▶ THE REQUEST:
Only the lines from the one containing "Each instance gets a single point. Label the bare" through the end of the data below should be copied, each exactly as written and with both ends kept.

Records
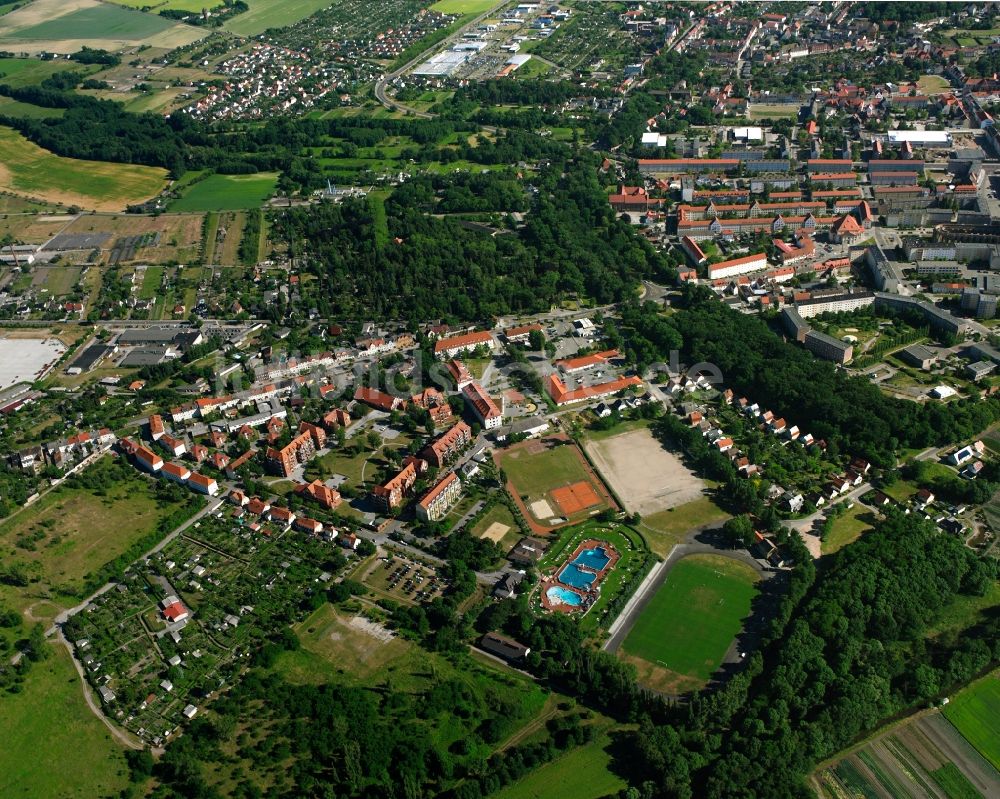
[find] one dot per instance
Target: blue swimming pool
(595, 558)
(563, 596)
(571, 575)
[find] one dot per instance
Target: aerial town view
(578, 399)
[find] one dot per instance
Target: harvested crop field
(923, 758)
(645, 476)
(29, 170)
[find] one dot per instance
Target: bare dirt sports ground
(646, 477)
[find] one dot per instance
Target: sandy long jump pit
(646, 477)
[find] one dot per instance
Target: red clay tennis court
(575, 497)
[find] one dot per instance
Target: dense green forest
(849, 413)
(570, 245)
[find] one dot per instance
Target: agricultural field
(552, 482)
(18, 72)
(71, 532)
(227, 193)
(683, 634)
(471, 7)
(764, 111)
(166, 237)
(924, 757)
(265, 14)
(79, 758)
(63, 26)
(975, 712)
(94, 185)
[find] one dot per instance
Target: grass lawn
(18, 72)
(581, 773)
(693, 618)
(463, 6)
(498, 514)
(152, 279)
(669, 527)
(975, 712)
(264, 14)
(535, 474)
(330, 645)
(53, 744)
(227, 193)
(71, 532)
(28, 169)
(848, 528)
(101, 21)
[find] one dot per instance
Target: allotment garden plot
(683, 634)
(645, 476)
(552, 482)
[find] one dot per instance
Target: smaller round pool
(563, 596)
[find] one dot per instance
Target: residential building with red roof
(483, 407)
(561, 395)
(738, 266)
(176, 472)
(378, 399)
(584, 362)
(336, 418)
(285, 460)
(174, 446)
(435, 503)
(455, 345)
(520, 334)
(329, 498)
(461, 375)
(390, 494)
(448, 445)
(203, 485)
(147, 459)
(311, 526)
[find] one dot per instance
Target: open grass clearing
(80, 19)
(71, 532)
(94, 185)
(693, 618)
(463, 6)
(581, 773)
(53, 745)
(848, 528)
(227, 193)
(265, 14)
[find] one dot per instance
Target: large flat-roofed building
(835, 304)
(820, 165)
(935, 317)
(918, 355)
(827, 347)
(795, 326)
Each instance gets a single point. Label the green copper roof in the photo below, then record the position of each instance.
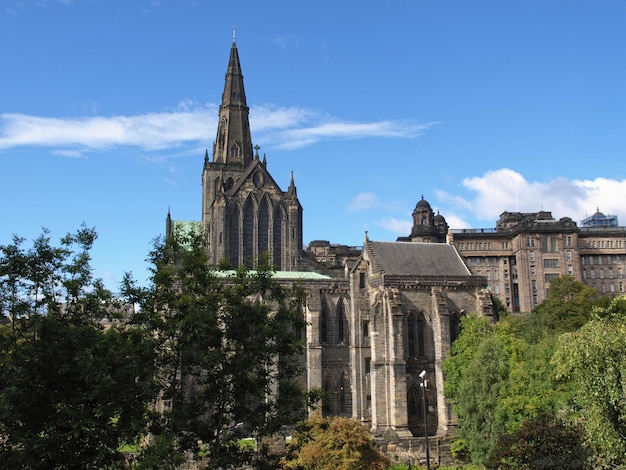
(281, 275)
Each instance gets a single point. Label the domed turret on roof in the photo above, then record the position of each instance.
(427, 227)
(422, 204)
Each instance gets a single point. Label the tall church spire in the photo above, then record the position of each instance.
(233, 144)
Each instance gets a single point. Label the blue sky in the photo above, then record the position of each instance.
(107, 107)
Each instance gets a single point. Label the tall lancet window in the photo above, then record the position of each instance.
(233, 237)
(248, 234)
(415, 334)
(234, 150)
(277, 243)
(341, 319)
(264, 227)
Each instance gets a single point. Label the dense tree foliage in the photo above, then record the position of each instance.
(594, 359)
(335, 443)
(75, 378)
(500, 377)
(546, 442)
(229, 353)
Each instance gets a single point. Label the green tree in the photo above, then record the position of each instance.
(594, 360)
(545, 442)
(566, 308)
(229, 353)
(496, 380)
(336, 443)
(71, 391)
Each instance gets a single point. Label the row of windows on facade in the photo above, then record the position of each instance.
(592, 273)
(606, 244)
(415, 329)
(548, 244)
(547, 262)
(601, 259)
(611, 288)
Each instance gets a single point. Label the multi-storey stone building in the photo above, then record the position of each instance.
(377, 315)
(524, 252)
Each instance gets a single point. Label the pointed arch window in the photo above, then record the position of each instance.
(264, 227)
(234, 150)
(233, 237)
(341, 319)
(277, 242)
(415, 334)
(342, 396)
(324, 323)
(248, 234)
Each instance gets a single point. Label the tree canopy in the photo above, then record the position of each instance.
(336, 443)
(228, 352)
(75, 378)
(556, 371)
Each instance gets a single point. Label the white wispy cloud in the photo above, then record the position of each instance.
(507, 190)
(189, 123)
(401, 227)
(369, 201)
(497, 191)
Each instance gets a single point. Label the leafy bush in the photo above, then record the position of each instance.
(334, 444)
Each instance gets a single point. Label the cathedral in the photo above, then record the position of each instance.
(379, 327)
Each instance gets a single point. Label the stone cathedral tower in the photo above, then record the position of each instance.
(244, 211)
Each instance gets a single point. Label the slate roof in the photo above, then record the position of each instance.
(418, 259)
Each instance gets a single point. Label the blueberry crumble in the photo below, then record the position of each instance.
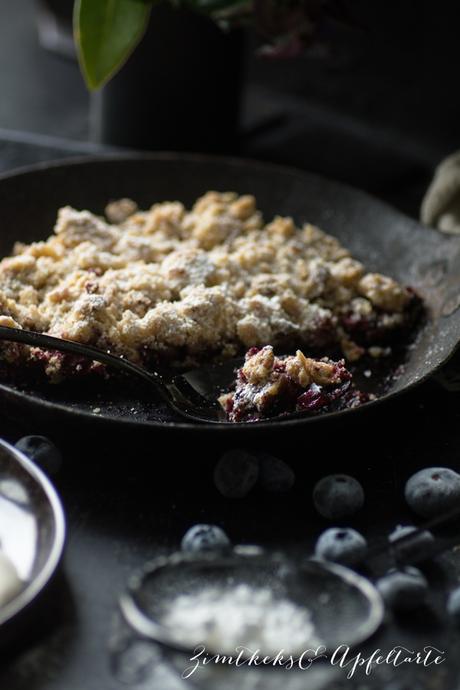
(180, 285)
(267, 386)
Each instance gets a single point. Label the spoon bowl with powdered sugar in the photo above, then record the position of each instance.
(246, 600)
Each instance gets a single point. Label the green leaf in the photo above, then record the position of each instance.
(106, 33)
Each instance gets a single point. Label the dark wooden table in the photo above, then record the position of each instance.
(130, 498)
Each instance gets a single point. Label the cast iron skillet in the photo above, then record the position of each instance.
(383, 238)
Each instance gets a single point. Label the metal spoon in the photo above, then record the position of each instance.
(193, 395)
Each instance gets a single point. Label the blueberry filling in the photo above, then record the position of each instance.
(268, 386)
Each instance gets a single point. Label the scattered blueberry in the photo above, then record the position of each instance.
(403, 589)
(236, 473)
(275, 475)
(453, 605)
(414, 549)
(432, 491)
(338, 496)
(42, 451)
(204, 538)
(343, 545)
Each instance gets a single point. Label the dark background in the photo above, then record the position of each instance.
(375, 105)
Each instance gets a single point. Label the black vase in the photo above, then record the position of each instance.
(180, 90)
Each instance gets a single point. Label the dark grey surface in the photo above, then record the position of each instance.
(129, 498)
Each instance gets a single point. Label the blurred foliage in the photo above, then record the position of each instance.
(107, 31)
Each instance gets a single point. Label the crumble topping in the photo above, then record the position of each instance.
(183, 283)
(267, 385)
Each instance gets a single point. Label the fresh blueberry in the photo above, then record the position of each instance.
(415, 548)
(42, 451)
(403, 589)
(432, 491)
(275, 475)
(453, 605)
(236, 473)
(204, 538)
(338, 496)
(343, 545)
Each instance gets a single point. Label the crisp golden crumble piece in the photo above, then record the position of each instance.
(187, 284)
(268, 386)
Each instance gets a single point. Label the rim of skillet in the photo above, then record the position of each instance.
(229, 427)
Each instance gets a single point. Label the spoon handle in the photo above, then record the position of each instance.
(49, 342)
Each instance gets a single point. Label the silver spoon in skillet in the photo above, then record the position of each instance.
(193, 394)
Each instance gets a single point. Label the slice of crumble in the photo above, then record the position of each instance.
(183, 285)
(267, 386)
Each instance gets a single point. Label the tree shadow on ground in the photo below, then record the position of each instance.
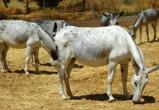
(152, 41)
(34, 72)
(104, 97)
(74, 66)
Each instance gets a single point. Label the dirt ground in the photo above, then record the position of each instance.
(40, 91)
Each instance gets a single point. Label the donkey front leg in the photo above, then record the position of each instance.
(112, 68)
(124, 76)
(63, 79)
(28, 53)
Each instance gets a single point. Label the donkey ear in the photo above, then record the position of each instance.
(154, 68)
(55, 27)
(120, 14)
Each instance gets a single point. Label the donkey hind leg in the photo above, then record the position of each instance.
(147, 32)
(33, 55)
(3, 52)
(64, 74)
(154, 26)
(4, 55)
(1, 57)
(67, 84)
(124, 76)
(111, 73)
(27, 57)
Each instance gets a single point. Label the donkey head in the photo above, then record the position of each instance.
(110, 19)
(139, 82)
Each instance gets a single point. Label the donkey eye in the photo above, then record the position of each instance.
(135, 83)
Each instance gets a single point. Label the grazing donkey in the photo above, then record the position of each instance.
(108, 19)
(22, 34)
(96, 47)
(148, 16)
(50, 27)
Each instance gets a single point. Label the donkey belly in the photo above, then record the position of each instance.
(93, 62)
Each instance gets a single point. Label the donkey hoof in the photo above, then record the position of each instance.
(111, 100)
(65, 98)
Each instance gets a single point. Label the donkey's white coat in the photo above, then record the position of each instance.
(96, 47)
(22, 34)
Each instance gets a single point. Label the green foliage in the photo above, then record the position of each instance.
(47, 3)
(127, 1)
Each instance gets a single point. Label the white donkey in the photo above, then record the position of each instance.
(22, 34)
(96, 47)
(50, 27)
(146, 17)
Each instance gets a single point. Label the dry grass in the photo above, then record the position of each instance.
(40, 91)
(67, 6)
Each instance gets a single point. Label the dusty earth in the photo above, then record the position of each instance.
(40, 91)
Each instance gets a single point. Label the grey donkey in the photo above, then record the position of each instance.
(146, 17)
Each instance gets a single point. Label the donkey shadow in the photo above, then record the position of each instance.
(152, 41)
(34, 72)
(74, 66)
(104, 97)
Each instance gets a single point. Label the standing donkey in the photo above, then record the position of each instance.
(50, 27)
(108, 19)
(148, 16)
(97, 47)
(22, 34)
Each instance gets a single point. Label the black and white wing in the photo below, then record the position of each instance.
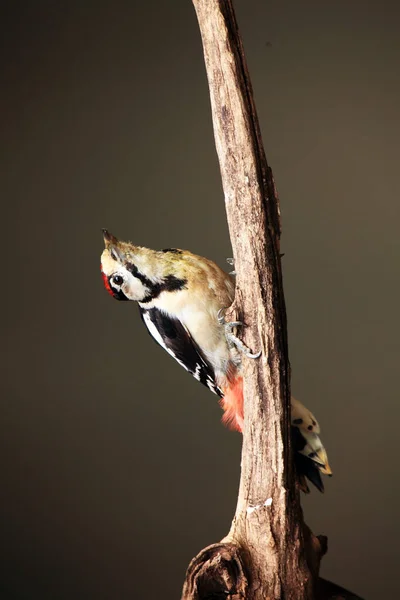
(173, 336)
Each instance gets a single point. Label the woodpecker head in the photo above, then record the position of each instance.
(135, 273)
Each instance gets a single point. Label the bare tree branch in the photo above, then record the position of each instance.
(269, 552)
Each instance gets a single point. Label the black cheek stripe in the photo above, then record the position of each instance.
(170, 283)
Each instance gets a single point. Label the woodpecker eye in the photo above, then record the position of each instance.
(117, 280)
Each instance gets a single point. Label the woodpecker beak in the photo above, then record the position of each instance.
(109, 238)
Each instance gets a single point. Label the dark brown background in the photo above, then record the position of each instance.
(115, 469)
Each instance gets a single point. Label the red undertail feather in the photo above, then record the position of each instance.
(232, 404)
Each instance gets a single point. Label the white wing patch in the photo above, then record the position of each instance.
(156, 335)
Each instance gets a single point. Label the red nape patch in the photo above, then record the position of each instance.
(105, 281)
(232, 404)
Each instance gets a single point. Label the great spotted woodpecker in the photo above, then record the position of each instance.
(181, 298)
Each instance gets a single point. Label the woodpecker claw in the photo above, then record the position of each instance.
(232, 339)
(231, 261)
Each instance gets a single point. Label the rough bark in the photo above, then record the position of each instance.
(269, 551)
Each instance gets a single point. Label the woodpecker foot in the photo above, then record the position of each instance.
(232, 339)
(231, 261)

▶ PROBLEM SOLUTION:
Each instance gets a single point. Label the bare tree branch in the photo above, then record the position of each instance.
(269, 552)
Each instance gets a single point. Label the black cheek stripe in the photo above, then record the position of each instance.
(170, 283)
Each instance gets a single point. Label the woodpecker eye in the photo above, then record the position of each instance.
(117, 280)
Each instance gets a single point. Label the woodpecker beak in the photo above, then record the position of each instance.
(109, 238)
Each instance gets a single point. Label the dark brown background in the photo above, then record the position of each instance.
(115, 469)
Each instance gets a single point. Label the red undertail feather in the photo above, then record the position of each instance.
(232, 404)
Each instance gets a single point. Label the white wing patch in the photo above, then record the position of each instance.
(156, 335)
Each instance gets a single point. Label the red nape patch in the photo above, then record the position of each instance.
(105, 281)
(232, 404)
Each instance gets a single point. Label the great spotted woodpecker in the photo above, then record the position of each instance.
(181, 298)
Each instance gets a single point. Label the woodpecker claw in the photo above, then record the position of each instance.
(232, 339)
(231, 261)
Each instance gets a single point. Label the rough bark in the photo above, then record the position of each instance.
(269, 551)
Each instance gets a single point. Label the woodpecker foot in the photo above, then record the position of each instance.
(232, 339)
(231, 261)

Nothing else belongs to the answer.